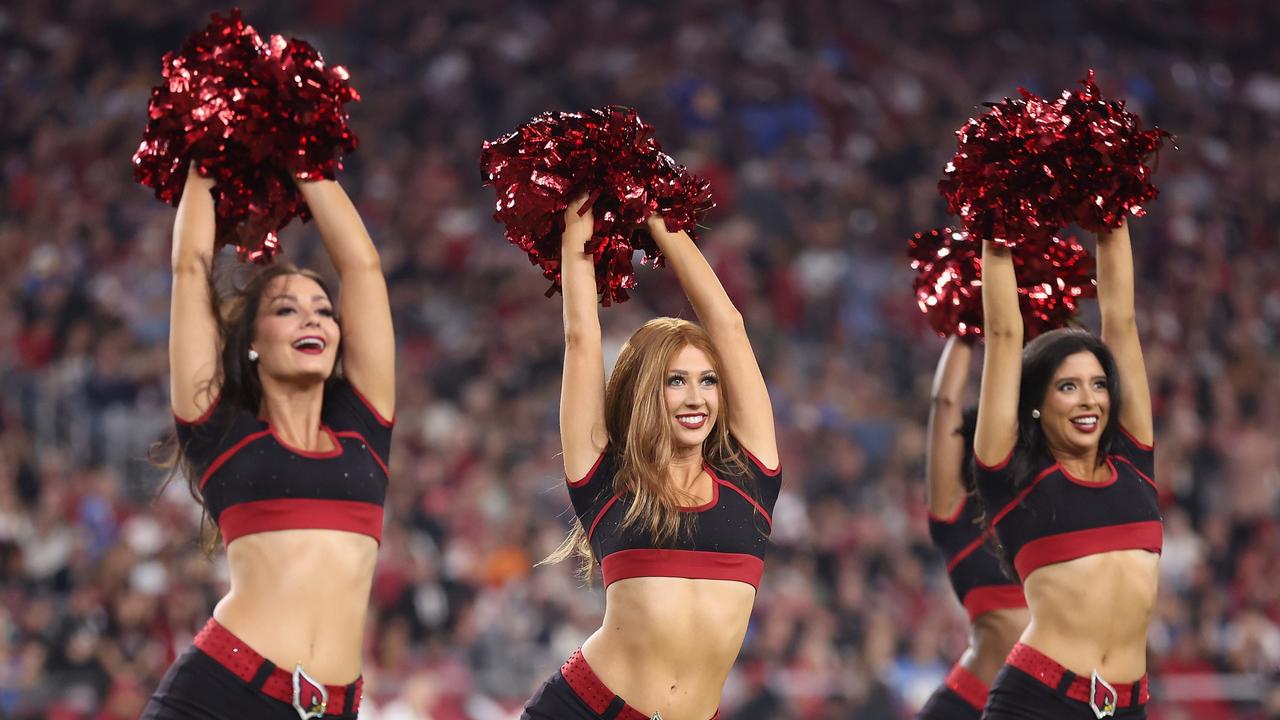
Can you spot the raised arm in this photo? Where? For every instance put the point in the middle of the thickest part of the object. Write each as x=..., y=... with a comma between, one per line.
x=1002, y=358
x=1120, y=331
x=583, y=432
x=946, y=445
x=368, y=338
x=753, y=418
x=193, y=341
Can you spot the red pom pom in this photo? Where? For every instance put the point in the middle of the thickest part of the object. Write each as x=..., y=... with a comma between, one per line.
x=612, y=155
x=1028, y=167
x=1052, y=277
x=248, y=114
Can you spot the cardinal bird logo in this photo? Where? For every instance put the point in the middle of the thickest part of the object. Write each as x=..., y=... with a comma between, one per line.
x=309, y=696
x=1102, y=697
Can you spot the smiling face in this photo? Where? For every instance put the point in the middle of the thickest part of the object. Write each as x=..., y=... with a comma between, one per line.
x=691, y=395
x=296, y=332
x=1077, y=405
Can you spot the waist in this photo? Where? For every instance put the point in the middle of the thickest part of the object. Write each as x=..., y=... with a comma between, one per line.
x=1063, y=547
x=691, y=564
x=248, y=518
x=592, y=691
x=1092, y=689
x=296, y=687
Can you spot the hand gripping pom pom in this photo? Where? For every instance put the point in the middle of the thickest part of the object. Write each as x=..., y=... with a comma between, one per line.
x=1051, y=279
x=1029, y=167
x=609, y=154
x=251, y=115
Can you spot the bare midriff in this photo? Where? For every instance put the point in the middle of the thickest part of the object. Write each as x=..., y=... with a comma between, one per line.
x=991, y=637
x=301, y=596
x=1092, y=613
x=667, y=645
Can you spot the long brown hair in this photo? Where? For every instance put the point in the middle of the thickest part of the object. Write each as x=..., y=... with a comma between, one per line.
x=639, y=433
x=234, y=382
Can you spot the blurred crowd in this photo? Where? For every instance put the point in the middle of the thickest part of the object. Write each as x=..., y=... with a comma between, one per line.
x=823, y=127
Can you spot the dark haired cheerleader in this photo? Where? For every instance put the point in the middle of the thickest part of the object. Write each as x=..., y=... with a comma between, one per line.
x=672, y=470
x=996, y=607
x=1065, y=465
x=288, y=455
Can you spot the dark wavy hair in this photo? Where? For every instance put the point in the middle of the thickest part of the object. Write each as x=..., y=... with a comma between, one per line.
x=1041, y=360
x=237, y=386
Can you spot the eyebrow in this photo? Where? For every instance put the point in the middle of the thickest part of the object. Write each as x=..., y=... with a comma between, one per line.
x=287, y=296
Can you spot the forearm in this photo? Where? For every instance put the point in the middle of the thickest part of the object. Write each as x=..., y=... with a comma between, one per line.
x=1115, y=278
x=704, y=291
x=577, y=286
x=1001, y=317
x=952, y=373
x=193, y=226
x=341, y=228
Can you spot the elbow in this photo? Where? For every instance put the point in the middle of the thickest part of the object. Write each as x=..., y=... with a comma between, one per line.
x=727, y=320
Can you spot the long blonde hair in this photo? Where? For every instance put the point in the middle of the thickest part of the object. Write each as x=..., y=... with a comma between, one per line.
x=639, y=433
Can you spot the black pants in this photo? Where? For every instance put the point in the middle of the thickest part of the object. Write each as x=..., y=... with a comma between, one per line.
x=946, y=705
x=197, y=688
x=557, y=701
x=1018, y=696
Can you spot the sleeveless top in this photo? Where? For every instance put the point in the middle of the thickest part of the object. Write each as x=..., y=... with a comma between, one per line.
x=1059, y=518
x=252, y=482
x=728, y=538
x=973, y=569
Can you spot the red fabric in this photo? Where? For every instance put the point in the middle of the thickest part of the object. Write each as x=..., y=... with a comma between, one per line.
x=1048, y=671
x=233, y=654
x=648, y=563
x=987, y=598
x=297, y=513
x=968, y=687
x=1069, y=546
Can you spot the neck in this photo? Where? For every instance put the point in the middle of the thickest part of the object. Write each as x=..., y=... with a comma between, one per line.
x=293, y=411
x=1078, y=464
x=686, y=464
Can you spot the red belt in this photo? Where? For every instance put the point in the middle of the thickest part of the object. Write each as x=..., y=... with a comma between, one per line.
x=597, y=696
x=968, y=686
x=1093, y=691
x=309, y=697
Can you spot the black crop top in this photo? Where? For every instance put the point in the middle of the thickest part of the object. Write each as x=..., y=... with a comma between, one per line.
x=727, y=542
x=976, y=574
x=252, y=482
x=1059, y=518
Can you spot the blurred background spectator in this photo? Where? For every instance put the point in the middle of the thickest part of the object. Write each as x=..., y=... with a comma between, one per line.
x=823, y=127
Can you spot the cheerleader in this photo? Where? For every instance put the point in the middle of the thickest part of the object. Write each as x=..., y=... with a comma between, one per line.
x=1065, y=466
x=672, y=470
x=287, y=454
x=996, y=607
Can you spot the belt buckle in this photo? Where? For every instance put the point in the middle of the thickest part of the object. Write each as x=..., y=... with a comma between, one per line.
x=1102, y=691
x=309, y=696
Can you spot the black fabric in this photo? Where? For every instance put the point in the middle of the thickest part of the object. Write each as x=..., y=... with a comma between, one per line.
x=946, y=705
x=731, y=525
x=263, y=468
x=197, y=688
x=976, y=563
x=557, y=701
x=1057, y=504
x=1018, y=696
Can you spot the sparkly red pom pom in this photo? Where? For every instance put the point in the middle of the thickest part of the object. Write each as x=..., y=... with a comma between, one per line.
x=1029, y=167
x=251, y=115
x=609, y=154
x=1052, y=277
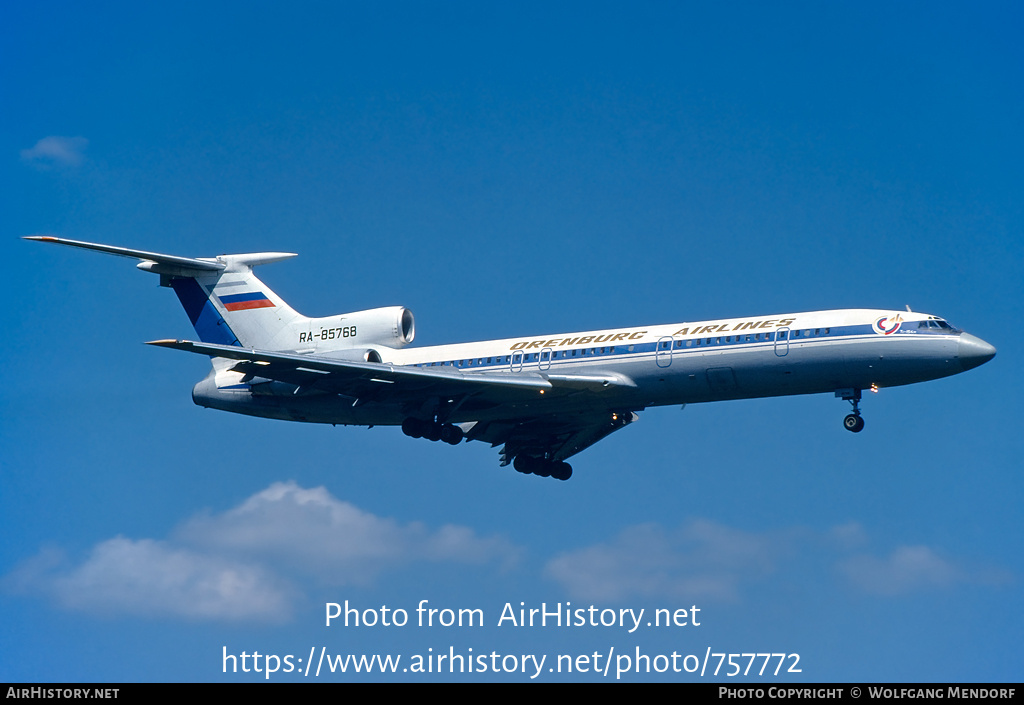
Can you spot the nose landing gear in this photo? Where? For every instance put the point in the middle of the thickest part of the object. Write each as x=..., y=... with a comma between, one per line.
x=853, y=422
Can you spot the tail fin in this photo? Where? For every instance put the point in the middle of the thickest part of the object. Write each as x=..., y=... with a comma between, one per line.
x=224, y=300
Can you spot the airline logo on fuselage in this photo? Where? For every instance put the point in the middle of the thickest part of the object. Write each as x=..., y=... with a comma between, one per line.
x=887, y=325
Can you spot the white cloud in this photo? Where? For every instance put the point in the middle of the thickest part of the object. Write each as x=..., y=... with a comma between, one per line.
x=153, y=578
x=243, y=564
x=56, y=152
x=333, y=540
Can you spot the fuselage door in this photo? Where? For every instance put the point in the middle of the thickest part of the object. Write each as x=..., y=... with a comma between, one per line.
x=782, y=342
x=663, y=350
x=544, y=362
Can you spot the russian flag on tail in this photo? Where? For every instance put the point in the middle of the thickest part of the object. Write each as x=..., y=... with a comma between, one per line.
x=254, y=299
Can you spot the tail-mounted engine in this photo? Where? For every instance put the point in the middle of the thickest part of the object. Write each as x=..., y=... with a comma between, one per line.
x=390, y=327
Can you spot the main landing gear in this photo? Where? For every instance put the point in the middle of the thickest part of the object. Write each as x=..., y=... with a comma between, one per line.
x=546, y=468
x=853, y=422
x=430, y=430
========
• WHAT THIS TASK INVOLVES: Retype the whole of the data verbatim. Skip every picture.

• YOUR SOLUTION:
Can you spot the raised arm in this photo? Where? For every instance put the point in the middle of the thickest part of the object. Write each as x=..., y=... with a comma between, one per line.
x=1002, y=358
x=1120, y=331
x=583, y=432
x=946, y=445
x=368, y=338
x=753, y=418
x=193, y=341
Can you spot the red pom pom in this photo? Where? For every instance put the point in the middle of the thickest part of the object. Write each as x=..., y=... with a comma between, one per line.
x=612, y=155
x=1028, y=167
x=1052, y=277
x=248, y=114
Can you spot the cardinal bird logo in this photo? Where? For every instance put the point in the middle of the thickest part of the object. Write each as x=..., y=... with a comma between, one per line.
x=309, y=696
x=1102, y=697
Can you spot the smiling face in this photo? Where? For every instance put the point in the middle of the thickest part of the object. Write each as x=..., y=... with a comma between, one per line.
x=691, y=395
x=296, y=332
x=1077, y=405
Can you spot the waist in this photo? Where? For every instance put the point in the middle of the thickest part of the object. Write each as x=..., y=... with a comma between, one per line.
x=1063, y=547
x=691, y=564
x=248, y=518
x=592, y=691
x=1092, y=689
x=296, y=687
Can you spot the hand gripping pom pom in this photo? Where? For every instance put the point in the middle of the thickest part of the object. Write each as x=..., y=... with a comma between, one per line.
x=1051, y=279
x=1029, y=167
x=609, y=154
x=251, y=115
Can you spot the bare midriff in this photo? Where? For every instance put the point in the middle of the thickest part of the object. Write each as x=..., y=... with a comma between, one per line.
x=991, y=637
x=301, y=596
x=1092, y=613
x=667, y=645
Can you spot the long brown hair in this photo? Where? For every instance put the point in the middle of the thickest part of the object. Write each as x=..., y=... with a comma between, one per line.
x=639, y=433
x=234, y=382
Can you spot the blurred crowd in this photo? Where? For every instance put the point in the middle of the thickest part of the object. Write each as x=..., y=... with a comma between, one per line.
x=823, y=127
Can you spot the dark haired cheerleader in this photo? Where? For every instance put the point in the middle of the thickest part of the object. Write each as x=..., y=... with a comma between, one per line.
x=672, y=470
x=996, y=607
x=1065, y=465
x=288, y=455
Can you spot the dark wavy hair in this photo? Where? For every instance put the point in the middle of the thickest part of the object. Write each as x=..., y=... with a comma between, one per line.
x=1041, y=360
x=237, y=386
Can you spot the eyebrow in this photo? Where? For every instance put the point in the middle of the thickest part of the object. Write each as x=..., y=... with a comma between, one per line.
x=287, y=296
Can you spot the forearm in this photo? Where? For every instance put the point in the middle of the thickest part of the object. Write each as x=..., y=... with a comma between, one per line.
x=1115, y=278
x=704, y=291
x=577, y=286
x=1001, y=317
x=952, y=373
x=193, y=226
x=341, y=228
Can you spot the elbow in this photo? Where? For every instance put the point in the middle of the thickest part of the object. Write each as x=..., y=... with a comma between, one per line.
x=727, y=320
Can you spot the long blonde hair in this photo? Where? For every instance put the point in the middle of the thickest part of the object. Write each as x=..., y=... with a comma between, one per line.
x=639, y=433
Can you spot the black pants in this photo? Where? For every instance put the point in the middle of the thickest part of the object. Write each as x=..., y=... with a comma between, one per line.
x=946, y=705
x=197, y=688
x=557, y=701
x=1018, y=696
Can you spot the sleeveless top in this photo? Where? For every instance put the point in the middle of the thickest part of the object. Write each as x=..., y=... with a comma between, one per line.
x=1059, y=518
x=252, y=482
x=728, y=538
x=973, y=569
Can you spot the red fabric in this photo? Where? For every instance put the point in the middle of the thickest part of the object. Write each as x=..., y=... with a comma between, one per line.
x=1048, y=671
x=233, y=654
x=648, y=563
x=987, y=598
x=297, y=513
x=968, y=687
x=1069, y=546
Can you spot the neck in this photo? Where? For every instance put the point in the middle of the thickest part of the object. Write each as x=..., y=... with a comma between, one per line.
x=293, y=411
x=1078, y=464
x=686, y=464
Can you spot the red belt in this photo? Where? For every instance put the point in the middle of the thickest part of the object. Write each as x=..., y=... with a comma between, one per line.
x=597, y=696
x=968, y=686
x=1093, y=691
x=309, y=697
Can you spot the black crop top in this photo? Where? For every instance put the point in the middle of the thickest part of the object. Write each as x=..., y=... with a comma between, one per line.
x=727, y=542
x=976, y=574
x=252, y=482
x=1059, y=518
Can you spot the blurred background spectator in this photo? Where? For every instance put the point in the middle of the thickest part of the object. Write each as x=..., y=... with a comma between, one per line.
x=823, y=127
Can you spot the cheerleader in this photo? Where? For every instance put the point in the middle of the thickest part of the object. Write each as x=..., y=... with a comma between, one per line.
x=1065, y=466
x=672, y=470
x=287, y=454
x=996, y=607
Can you spot the belt buckle in this photo? Where? For every instance put the point in the middle of the thickest part of the object. Write each as x=..., y=... with a comma between, one per line.
x=1102, y=691
x=309, y=696
Can you spot the black fabric in this photo? Where? For every instance put the point in the middle of the thickest part of the object. Write each as x=..., y=... with a comma between, one per line.
x=946, y=705
x=731, y=525
x=263, y=468
x=197, y=688
x=976, y=563
x=557, y=701
x=1057, y=504
x=1018, y=696
Can you spot the sparkly red pom pom in this photo? Where? For every instance put the point in the middle of the thickest part of the object. Write each as x=..., y=... with a comma between, one per line.
x=1029, y=167
x=251, y=115
x=609, y=154
x=1052, y=277
Can you spot the nose landing gear in this photo? Where? For every instance put the point in the middle of the thickest part of the object. Write each as x=..., y=... with a comma between, one per line.
x=853, y=422
Can you spot the tail fin in this photo? Where? For every instance put the point in the middle of the thickest part of the object. Write each as x=..., y=... with a comma between, one per line.
x=224, y=300
Can you spot the airline logo on fuselage in this photo? Where? For every instance put the point in the middle of the thickest part of the object. Write each as x=..., y=... with a comma between, one per line.
x=887, y=325
Can you spot the white cloud in this photo? Where? For every instance put the point in the middle of the thickest part of the object. Write each as x=..., y=... with a comma between, one per line.
x=153, y=578
x=243, y=564
x=56, y=152
x=333, y=540
Can you spot the fuselage door in this photo? Where? For every instance put the point in the middle of the thickest part of the object. Write each as x=..., y=... with a comma between, one per line.
x=782, y=342
x=663, y=350
x=544, y=362
Can you spot the russian flag on tail in this photo? Where? For every instance put the point in the middle of the thickest part of the object. Write each as x=..., y=... with a comma between, one per line.
x=254, y=299
Can you spot the tail-mounted engine in this photo? Where? For every instance put the point in the middle of the thickest part of the object. Write each as x=..., y=... with a comma between, one per line.
x=390, y=327
Can you spot the main landing gear in this photo? Where? For every instance put the point in the middle of the thickest part of the object. Write each as x=..., y=... with a comma between, one per line.
x=546, y=468
x=853, y=422
x=430, y=430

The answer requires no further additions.